YOUR TASK
Reproduce the following records line for line, with nothing changed.

Start LISTED RECORDS

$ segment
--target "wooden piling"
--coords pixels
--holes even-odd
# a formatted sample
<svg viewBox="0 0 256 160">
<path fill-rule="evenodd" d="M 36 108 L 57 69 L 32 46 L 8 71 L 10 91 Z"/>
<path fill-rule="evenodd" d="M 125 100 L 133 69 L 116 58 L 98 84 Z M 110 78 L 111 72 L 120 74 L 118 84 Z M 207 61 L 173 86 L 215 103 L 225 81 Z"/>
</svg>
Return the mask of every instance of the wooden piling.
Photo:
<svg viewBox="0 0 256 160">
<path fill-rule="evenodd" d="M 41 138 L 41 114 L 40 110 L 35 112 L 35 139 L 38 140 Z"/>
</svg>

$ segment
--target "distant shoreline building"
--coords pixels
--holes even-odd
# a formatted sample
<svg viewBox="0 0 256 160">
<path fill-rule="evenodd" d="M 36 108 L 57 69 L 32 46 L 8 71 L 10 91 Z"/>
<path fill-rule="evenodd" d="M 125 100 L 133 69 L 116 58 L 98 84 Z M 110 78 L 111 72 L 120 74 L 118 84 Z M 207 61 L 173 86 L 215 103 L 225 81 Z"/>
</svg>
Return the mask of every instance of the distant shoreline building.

End LISTED RECORDS

EXERCISE RESULT
$ segment
--target "wooden piling"
--coords pixels
--holes even-odd
# a formatted sample
<svg viewBox="0 0 256 160">
<path fill-rule="evenodd" d="M 36 108 L 57 69 L 32 46 L 8 71 L 10 91 Z"/>
<path fill-rule="evenodd" d="M 125 100 L 133 69 L 116 58 L 98 84 Z M 110 78 L 111 72 L 120 74 L 118 84 Z M 207 61 L 173 86 L 215 103 L 225 81 Z"/>
</svg>
Return the mask of every instance of the wooden piling.
Photo:
<svg viewBox="0 0 256 160">
<path fill-rule="evenodd" d="M 41 138 L 41 114 L 40 110 L 35 112 L 35 139 L 38 140 Z"/>
</svg>

$ segment
--target "distant shoreline building"
--coords pixels
--holes even-odd
# a formatted sample
<svg viewBox="0 0 256 160">
<path fill-rule="evenodd" d="M 36 108 L 57 69 L 32 46 L 8 71 L 10 91 Z"/>
<path fill-rule="evenodd" d="M 125 100 L 133 69 L 116 58 L 98 84 Z M 110 78 L 111 72 L 120 74 L 118 84 Z M 207 61 L 173 86 L 215 103 L 225 81 Z"/>
</svg>
Return the mask of every instance of the distant shoreline building.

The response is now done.